The request ->
Could you render every line of the rows below as a JSON list of strings, with one string per line and blank lines left out?

============================================================

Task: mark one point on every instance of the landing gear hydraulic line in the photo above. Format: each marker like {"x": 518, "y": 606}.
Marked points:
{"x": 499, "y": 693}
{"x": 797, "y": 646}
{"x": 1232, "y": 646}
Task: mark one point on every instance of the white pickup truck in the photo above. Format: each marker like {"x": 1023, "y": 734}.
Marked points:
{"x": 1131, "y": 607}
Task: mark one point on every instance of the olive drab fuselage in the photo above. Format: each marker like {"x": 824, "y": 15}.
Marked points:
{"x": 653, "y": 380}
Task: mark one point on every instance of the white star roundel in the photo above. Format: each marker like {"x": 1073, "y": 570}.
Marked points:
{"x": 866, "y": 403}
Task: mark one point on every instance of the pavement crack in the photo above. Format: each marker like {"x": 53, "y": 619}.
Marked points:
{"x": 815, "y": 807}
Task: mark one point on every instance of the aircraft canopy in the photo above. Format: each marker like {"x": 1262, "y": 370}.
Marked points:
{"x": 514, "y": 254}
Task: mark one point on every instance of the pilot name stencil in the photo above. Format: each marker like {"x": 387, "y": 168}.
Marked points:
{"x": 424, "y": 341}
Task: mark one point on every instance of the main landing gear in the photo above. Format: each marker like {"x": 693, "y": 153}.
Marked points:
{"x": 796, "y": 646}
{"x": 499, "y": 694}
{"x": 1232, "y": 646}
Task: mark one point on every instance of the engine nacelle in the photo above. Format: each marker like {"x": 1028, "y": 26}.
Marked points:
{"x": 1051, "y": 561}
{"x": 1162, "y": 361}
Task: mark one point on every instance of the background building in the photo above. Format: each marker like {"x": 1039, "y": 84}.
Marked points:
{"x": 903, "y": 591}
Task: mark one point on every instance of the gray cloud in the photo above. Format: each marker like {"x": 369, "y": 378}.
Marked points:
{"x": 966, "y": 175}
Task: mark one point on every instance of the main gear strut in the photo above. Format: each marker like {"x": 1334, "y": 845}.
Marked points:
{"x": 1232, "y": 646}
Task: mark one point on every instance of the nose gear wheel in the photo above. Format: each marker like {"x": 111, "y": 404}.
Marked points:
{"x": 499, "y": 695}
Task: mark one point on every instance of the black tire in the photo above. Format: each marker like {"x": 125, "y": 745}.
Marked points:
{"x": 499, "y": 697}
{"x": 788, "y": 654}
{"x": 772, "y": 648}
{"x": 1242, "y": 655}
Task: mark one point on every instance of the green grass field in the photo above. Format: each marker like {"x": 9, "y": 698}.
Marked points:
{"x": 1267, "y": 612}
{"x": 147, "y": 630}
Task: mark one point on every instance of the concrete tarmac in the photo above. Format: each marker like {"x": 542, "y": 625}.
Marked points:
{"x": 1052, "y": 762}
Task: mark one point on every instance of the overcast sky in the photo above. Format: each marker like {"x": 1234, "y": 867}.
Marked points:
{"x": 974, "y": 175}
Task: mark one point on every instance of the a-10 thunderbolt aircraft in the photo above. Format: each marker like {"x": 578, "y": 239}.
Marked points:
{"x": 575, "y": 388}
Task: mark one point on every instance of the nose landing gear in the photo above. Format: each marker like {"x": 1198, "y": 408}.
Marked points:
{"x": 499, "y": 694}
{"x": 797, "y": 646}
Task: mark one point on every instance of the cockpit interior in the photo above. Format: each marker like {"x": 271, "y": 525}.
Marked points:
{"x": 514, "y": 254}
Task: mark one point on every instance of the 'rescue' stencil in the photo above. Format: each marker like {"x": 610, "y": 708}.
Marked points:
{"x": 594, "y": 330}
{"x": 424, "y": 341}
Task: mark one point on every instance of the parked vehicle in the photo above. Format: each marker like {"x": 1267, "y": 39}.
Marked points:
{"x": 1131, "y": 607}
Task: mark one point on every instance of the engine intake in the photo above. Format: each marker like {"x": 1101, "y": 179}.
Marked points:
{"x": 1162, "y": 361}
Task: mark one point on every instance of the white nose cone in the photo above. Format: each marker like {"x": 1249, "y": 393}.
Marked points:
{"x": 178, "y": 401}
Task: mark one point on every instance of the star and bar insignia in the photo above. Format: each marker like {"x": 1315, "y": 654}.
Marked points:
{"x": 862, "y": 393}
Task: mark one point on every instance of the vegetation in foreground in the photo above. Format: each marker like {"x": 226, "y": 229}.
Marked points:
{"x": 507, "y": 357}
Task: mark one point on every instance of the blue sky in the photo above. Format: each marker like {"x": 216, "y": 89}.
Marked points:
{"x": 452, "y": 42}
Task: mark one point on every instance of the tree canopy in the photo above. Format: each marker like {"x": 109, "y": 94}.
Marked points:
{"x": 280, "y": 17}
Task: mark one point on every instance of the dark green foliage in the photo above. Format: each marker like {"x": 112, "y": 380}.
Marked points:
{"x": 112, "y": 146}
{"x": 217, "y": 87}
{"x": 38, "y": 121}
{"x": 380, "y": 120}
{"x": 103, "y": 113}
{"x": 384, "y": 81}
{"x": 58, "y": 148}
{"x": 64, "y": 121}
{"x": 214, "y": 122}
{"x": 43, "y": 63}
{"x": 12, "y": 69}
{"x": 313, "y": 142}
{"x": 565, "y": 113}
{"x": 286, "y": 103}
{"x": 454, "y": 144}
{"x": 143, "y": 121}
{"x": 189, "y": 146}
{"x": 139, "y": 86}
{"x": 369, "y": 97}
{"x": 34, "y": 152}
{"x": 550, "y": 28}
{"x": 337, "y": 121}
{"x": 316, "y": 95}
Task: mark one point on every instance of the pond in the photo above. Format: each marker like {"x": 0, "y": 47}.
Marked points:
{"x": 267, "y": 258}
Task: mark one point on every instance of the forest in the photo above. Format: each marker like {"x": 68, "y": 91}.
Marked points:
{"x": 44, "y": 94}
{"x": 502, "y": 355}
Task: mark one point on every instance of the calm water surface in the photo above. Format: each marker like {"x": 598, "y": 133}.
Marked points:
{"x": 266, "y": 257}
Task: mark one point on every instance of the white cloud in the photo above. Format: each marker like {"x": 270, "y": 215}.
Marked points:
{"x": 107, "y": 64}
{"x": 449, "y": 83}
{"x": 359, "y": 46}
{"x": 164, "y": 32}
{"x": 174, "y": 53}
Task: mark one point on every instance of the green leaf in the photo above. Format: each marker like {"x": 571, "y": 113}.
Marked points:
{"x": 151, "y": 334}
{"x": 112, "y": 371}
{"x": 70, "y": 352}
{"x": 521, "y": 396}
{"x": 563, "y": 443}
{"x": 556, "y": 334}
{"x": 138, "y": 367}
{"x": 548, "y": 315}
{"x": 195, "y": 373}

============================================================

Answer to the exercise ->
[
  "Task: mark one point on every instance of the landing gear hydraulic line in the photo above. Format: each marker like {\"x\": 518, \"y\": 606}.",
  "Marked points:",
  "{\"x\": 499, \"y\": 693}",
  "{\"x\": 797, \"y\": 646}",
  "{\"x\": 1232, \"y\": 646}",
  "Task: mark one point on every instance of the white pickup truck in the photo above. Format: each marker like {\"x\": 1023, \"y\": 734}.",
  "Marked points:",
  "{\"x\": 1131, \"y\": 607}",
  "Task: mark one point on every instance of the olive drab fuselage in the photo above. Format: each marker like {\"x\": 824, \"y\": 15}.",
  "Marked points:",
  "{\"x\": 653, \"y\": 380}",
  "Task: mark one point on every instance of the white star roundel in the photo above. Format: each marker like {\"x\": 1073, \"y\": 570}.",
  "Marked points:",
  "{\"x\": 866, \"y\": 403}",
  "Task: mark one point on every instance of the pavement crack in the photo above. Format: each marker like {\"x\": 53, \"y\": 619}.",
  "Marked points:",
  "{\"x\": 815, \"y\": 807}",
  "Task: mark one point on every instance of the aircraft canopy in the photo above. Format: each marker like {\"x\": 1262, \"y\": 370}.",
  "Marked points:",
  "{\"x\": 514, \"y\": 254}",
  "Task: mark one point on every instance of the pilot name stencil in the photo above. Format: each marker like {\"x\": 387, \"y\": 168}.",
  "Marked points:",
  "{\"x\": 424, \"y\": 341}",
  "Task: mark one point on every instance of the main landing gear in the photo above. Format: each marker like {\"x\": 693, \"y\": 153}.",
  "Marked points:",
  "{\"x\": 796, \"y\": 646}",
  "{\"x\": 499, \"y\": 694}",
  "{\"x\": 1232, \"y\": 646}",
  "Task: mark one point on every instance of the engine nacelle in the photo above. Format: each marker like {\"x\": 1028, \"y\": 26}.",
  "Marked points:",
  "{\"x\": 1051, \"y\": 561}",
  "{\"x\": 1162, \"y\": 361}",
  "Task: mark one point on every instance of the background building in the photo above. Format: each marker like {\"x\": 1039, \"y\": 84}.",
  "Marked points:",
  "{\"x\": 903, \"y\": 591}",
  "Task: mark one point on every instance of the gray cloud in the photo above. Format: each marker like {\"x\": 369, \"y\": 378}.",
  "Marked points:",
  "{\"x\": 966, \"y\": 175}",
  "Task: mark one point on every instance of the main gear strut in the photo above. Format: each marker like {\"x\": 1334, \"y\": 845}.",
  "Marked points:",
  "{\"x\": 1232, \"y\": 646}",
  "Task: mark one point on every instance of the nose gear wheel in the photo above. Format: each marker like {\"x\": 111, \"y\": 404}.",
  "Marked points:",
  "{\"x\": 499, \"y\": 695}",
  "Task: mark one point on every instance of the black tire in the photo above. Format: each marker like {\"x\": 125, \"y\": 745}.",
  "Marked points:",
  "{\"x\": 499, \"y\": 697}",
  "{\"x\": 788, \"y\": 654}",
  "{\"x\": 772, \"y\": 648}",
  "{\"x\": 1242, \"y\": 655}",
  "Task: mark one point on every instance of the green grass field in the photo above. Format: each marker like {\"x\": 9, \"y\": 698}.",
  "Marked points:",
  "{\"x\": 1267, \"y\": 612}",
  "{\"x\": 147, \"y\": 630}",
  "Task: mark one point on every instance of the concrete tarmac in the photo above. Format: each marker like {\"x\": 542, \"y\": 625}.",
  "Marked points:",
  "{\"x\": 1052, \"y\": 762}",
  "Task: mark one point on every instance of the overcast sky in the photo above. Format: each marker like {\"x\": 1234, \"y\": 867}.",
  "Marked points:",
  "{\"x\": 974, \"y\": 175}",
  "Task: mark one point on every instance of the a-10 thunderbolt aircraft in the photo above. Format: each marker like {\"x\": 578, \"y\": 239}.",
  "Marked points:",
  "{\"x\": 575, \"y\": 388}",
  "Task: mark one point on every instance of the nose landing gear in the photo above. Format: each marker like {\"x\": 1198, \"y\": 408}.",
  "Marked points:",
  "{\"x\": 499, \"y\": 694}",
  "{\"x\": 797, \"y\": 646}",
  "Task: mark one point on every instance of the cockpit interior in the photo above. Format: each marker like {\"x\": 271, \"y\": 525}.",
  "Marked points:",
  "{\"x\": 514, \"y\": 254}",
  "Task: mark one point on every instance of the 'rescue' stencil in the photo above. Format: each marker like {\"x\": 610, \"y\": 708}.",
  "Marked points:",
  "{\"x\": 594, \"y\": 330}",
  "{\"x\": 424, \"y\": 341}",
  "Task: mark one point on every instance of the parked vehicle in the photo above. Format: each marker like {\"x\": 1267, \"y\": 39}.",
  "Marked points:",
  "{\"x\": 1131, \"y\": 607}",
  "Task: mark one point on every instance of the engine intake in the photo above. Format: each marker like {\"x\": 1101, \"y\": 179}.",
  "Marked points:",
  "{\"x\": 1162, \"y\": 361}",
  "Task: mark one point on every instance of the white nose cone in the photo above. Format: each marker like {\"x\": 1249, \"y\": 393}.",
  "Marked points:",
  "{\"x\": 178, \"y\": 401}",
  "Task: mark one point on every instance of the star and bar insignia in the photo above. Format: each marker like {\"x\": 1315, \"y\": 654}.",
  "Marked points:",
  "{\"x\": 862, \"y\": 393}",
  "Task: mark one point on every instance of the vegetation in foreground in the photo above. Format: each marker like {\"x\": 226, \"y\": 229}.",
  "Marked points:",
  "{\"x\": 507, \"y\": 357}",
  "Task: mark one point on every instance of the blue sky in the photo above. Format: each marker like {\"x\": 216, \"y\": 89}.",
  "Marked points:",
  "{\"x\": 452, \"y\": 42}",
  "Task: mark one point on every instance of the tree canopy in the photo above. Format: each marker like {\"x\": 109, \"y\": 94}.",
  "Marked points:",
  "{\"x\": 280, \"y\": 17}",
  "Task: mark one point on every instance of the dark green foliage in the photo above. Format: each marker like {\"x\": 112, \"y\": 380}.",
  "Marked points:",
  "{\"x\": 112, \"y\": 146}",
  "{\"x\": 217, \"y\": 87}",
  "{\"x\": 38, \"y\": 121}",
  "{\"x\": 380, \"y\": 120}",
  "{\"x\": 103, \"y\": 113}",
  "{\"x\": 384, \"y\": 81}",
  "{\"x\": 58, \"y\": 148}",
  "{\"x\": 64, \"y\": 121}",
  "{\"x\": 214, \"y\": 122}",
  "{\"x\": 43, \"y\": 63}",
  "{\"x\": 12, \"y\": 69}",
  "{\"x\": 313, \"y\": 142}",
  "{\"x\": 565, \"y\": 113}",
  "{\"x\": 286, \"y\": 103}",
  "{\"x\": 454, \"y\": 144}",
  "{\"x\": 143, \"y\": 121}",
  "{\"x\": 189, \"y\": 146}",
  "{\"x\": 139, \"y\": 86}",
  "{\"x\": 369, \"y\": 97}",
  "{\"x\": 34, \"y\": 152}",
  "{\"x\": 550, \"y\": 28}",
  "{\"x\": 337, \"y\": 121}",
  "{\"x\": 316, \"y\": 95}",
  "Task: mark one point on every instance of the pond in the photo above. Format: each marker like {\"x\": 0, \"y\": 47}.",
  "Marked points:",
  "{\"x\": 267, \"y\": 258}",
  "Task: mark one point on every instance of the forest in the photo above. Format: each marker like {\"x\": 68, \"y\": 91}.",
  "Marked points:",
  "{\"x\": 44, \"y\": 94}",
  "{\"x\": 502, \"y\": 355}",
  "Task: mark one point on every instance of the calm water surface in the photo above. Format: each marker like {\"x\": 598, \"y\": 133}.",
  "Marked points:",
  "{\"x\": 266, \"y\": 257}",
  "Task: mark one point on every instance of the white cloud in the photo above. Format: each marker like {\"x\": 270, \"y\": 215}.",
  "Marked points:",
  "{\"x\": 107, \"y\": 64}",
  "{\"x\": 449, \"y\": 83}",
  "{\"x\": 359, \"y\": 46}",
  "{\"x\": 164, \"y\": 32}",
  "{\"x\": 174, \"y\": 53}",
  "Task: mark one point on every instance of the green leaf in the photo above. Format: each marker like {\"x\": 571, \"y\": 113}.",
  "Marked points:",
  "{\"x\": 151, \"y\": 334}",
  "{\"x\": 112, \"y\": 371}",
  "{\"x\": 70, \"y\": 352}",
  "{\"x\": 521, \"y\": 396}",
  "{\"x\": 563, \"y\": 443}",
  "{\"x\": 556, \"y\": 334}",
  "{\"x\": 138, \"y\": 367}",
  "{\"x\": 548, \"y\": 315}",
  "{\"x\": 195, \"y\": 373}"
]